EXTRACTED TEXT:
Start of Block

OCD and Depression
Depression can serve as a complicating factor to OCD treatment. Luckily, with a few extra steps depression can be treated which frees up the OCD to be treated as well. There are two main ways that depression interacts with OCD.
What if I have depression and OCD?
Sometimes people with OCD will have episodes of depression that follow intense episodes of OCD. Unmanaged OCD can take a lot from our lives and distance us from the things we hold most important to us. During challenging bouts of OCD, it can be hard to connect to others, devote time to our goals, and participate in pleasurable activities. In the wake of these episodes, it is not uncommon to feel hopeless, fatigued, and depressed. Even worse, this can create a vicious cycle, where depression decreases the client’s drive to challenge their OCD, which in turn lets the OCD become more severe.
Thankfully, treating depression can be folded into OCD treatment fairly easily. In therapy for OCD, we learn that much of the content that our brain produces is not useful to listen to. We practice experiencing these signals without responding to them. By choosing to not respond to these signals as if they have any important meaning, we rob them of their power and turn them into harmless occasional background noise.

End of Block

DATA SUPPLIED:
Start of Block

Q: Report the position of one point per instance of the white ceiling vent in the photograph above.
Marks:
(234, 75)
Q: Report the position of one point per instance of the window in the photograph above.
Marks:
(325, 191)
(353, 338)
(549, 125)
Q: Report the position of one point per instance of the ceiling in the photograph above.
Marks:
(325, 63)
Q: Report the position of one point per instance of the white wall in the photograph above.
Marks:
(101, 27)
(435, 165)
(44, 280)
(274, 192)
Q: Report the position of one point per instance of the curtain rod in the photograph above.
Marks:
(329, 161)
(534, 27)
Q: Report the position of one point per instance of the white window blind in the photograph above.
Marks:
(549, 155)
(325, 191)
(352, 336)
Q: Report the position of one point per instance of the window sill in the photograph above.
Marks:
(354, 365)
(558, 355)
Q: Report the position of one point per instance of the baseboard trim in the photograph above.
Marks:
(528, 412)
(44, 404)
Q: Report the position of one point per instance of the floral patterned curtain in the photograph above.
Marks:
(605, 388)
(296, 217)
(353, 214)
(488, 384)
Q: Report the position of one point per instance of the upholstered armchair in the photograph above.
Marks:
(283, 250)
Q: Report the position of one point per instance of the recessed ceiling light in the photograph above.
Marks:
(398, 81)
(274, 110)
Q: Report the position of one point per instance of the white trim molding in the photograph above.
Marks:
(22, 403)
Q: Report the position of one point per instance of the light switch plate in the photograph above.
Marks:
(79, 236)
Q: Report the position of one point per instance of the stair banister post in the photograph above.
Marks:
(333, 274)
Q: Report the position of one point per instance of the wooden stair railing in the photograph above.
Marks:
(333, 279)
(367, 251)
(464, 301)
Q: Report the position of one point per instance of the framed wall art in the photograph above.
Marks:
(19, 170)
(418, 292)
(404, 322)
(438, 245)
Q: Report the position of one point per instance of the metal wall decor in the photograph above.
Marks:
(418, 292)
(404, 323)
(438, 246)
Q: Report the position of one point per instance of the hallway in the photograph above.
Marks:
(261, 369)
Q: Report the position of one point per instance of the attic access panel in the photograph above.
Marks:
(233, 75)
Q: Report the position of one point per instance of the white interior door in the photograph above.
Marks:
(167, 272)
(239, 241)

End of Block
Start of Block

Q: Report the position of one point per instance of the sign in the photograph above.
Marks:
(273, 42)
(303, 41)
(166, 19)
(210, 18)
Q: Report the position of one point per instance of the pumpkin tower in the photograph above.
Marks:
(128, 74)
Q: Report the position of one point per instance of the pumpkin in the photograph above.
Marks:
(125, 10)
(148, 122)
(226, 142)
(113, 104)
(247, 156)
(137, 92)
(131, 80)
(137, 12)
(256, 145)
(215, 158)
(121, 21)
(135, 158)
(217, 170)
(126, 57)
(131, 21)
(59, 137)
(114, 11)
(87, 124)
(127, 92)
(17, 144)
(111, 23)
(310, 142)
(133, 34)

End of Block

YOUR TASKS:
• a. In the OCD and depression text, what does depression decrease that lets the OCD become more severe?
• b. Continue the OCD and depression text from the point where it stops.

ANSWERS FOR THE EXERCISE:
• a. It decreases the client's drive to challenge their OCD.

• b.
The same pattern of treatment works for depression. Just as OCD asks us to devote time to its demands (by checking, reviewing, and avoiding fears, etc), depression also asks us to cater to its will (by sleeping more, bingeing TV, avoiding friends, etc). When we choose not to respond to these unhelpful signals sent by the brain, we free ourselves up to instead spend our time and energy pursuing our goals and values, which in turn helps the depressive signals fade. The great part about this is that because depression and OCD can be treated using the same set of skills, once a patient learns to treat one condition they’re well on their way to mastering the other!
What if I become depressed when I do an exposure?
Another way that depression can interfere with OCD is when a client begins to feel depressed in reaction to an exposure. An exposure is an activity where we intentionally face distress and uncertainty in order to practice how to sit with it without compulsing. (As a refresher, the term compulse means engaging in an action or thought that is meant to reduce uncertainty or distress in regards to an OCD theme). There are many different ways that a client may be tempted to compulse: they may try to push a thought out of their head, review whether or not their fear is likely to occur, reassure themselves that their fear will not happen, or try to calm themselves down with a mantra or relaxation exercise.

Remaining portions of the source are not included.